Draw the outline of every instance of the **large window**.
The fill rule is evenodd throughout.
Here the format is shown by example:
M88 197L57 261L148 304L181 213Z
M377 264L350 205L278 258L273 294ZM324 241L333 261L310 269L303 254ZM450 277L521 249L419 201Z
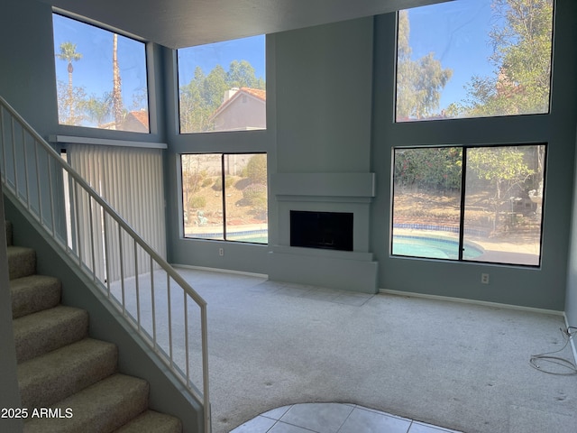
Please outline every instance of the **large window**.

|---|

* **WORK REQUIRED**
Reproduce each of the items above word for word, omitting the picture.

* **RESULT OF THIS EXERCISE**
Draw the outline of every instance of the **large window**.
The fill rule is evenodd throughout.
Here the format is shown by example:
M88 197L57 261L148 304L181 213Z
M377 264L350 205L278 258L273 294ZM324 241L333 261L310 269L303 254ZM450 277L521 249L419 201Z
Please outline every instance of the **large window**.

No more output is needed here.